DESCRIPTION OF THE TASK: Your task is to find every line of the data that holds the string "positive" and copy it.

DATA IN THIS EXERCISE:
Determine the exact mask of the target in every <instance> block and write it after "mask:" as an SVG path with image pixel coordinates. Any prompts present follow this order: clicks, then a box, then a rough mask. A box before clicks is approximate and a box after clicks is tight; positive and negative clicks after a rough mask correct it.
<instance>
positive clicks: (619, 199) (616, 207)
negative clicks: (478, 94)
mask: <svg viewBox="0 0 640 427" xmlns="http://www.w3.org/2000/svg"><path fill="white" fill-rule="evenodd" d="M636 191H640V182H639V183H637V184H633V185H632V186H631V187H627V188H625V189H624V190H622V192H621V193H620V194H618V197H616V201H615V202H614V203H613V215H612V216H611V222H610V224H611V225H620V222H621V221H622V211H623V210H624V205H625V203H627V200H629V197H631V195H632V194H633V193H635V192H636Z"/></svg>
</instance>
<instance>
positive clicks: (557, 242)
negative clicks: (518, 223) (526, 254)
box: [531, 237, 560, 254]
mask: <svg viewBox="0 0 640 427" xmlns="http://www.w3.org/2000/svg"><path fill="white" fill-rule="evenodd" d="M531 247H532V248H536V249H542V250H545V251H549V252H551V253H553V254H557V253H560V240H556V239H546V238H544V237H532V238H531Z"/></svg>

TASK RESULT:
Determine the exact mask of the target in every <instance> block and write it after "mask:" as an SVG path with image pixel coordinates. Any prompts present follow this order: clicks, then a box, then a rough mask. A box before clicks is approximate and a box after clicks is tight; positive and negative clicks after a rough mask correct it.
positive clicks: (619, 199) (616, 207)
positive clicks: (557, 242)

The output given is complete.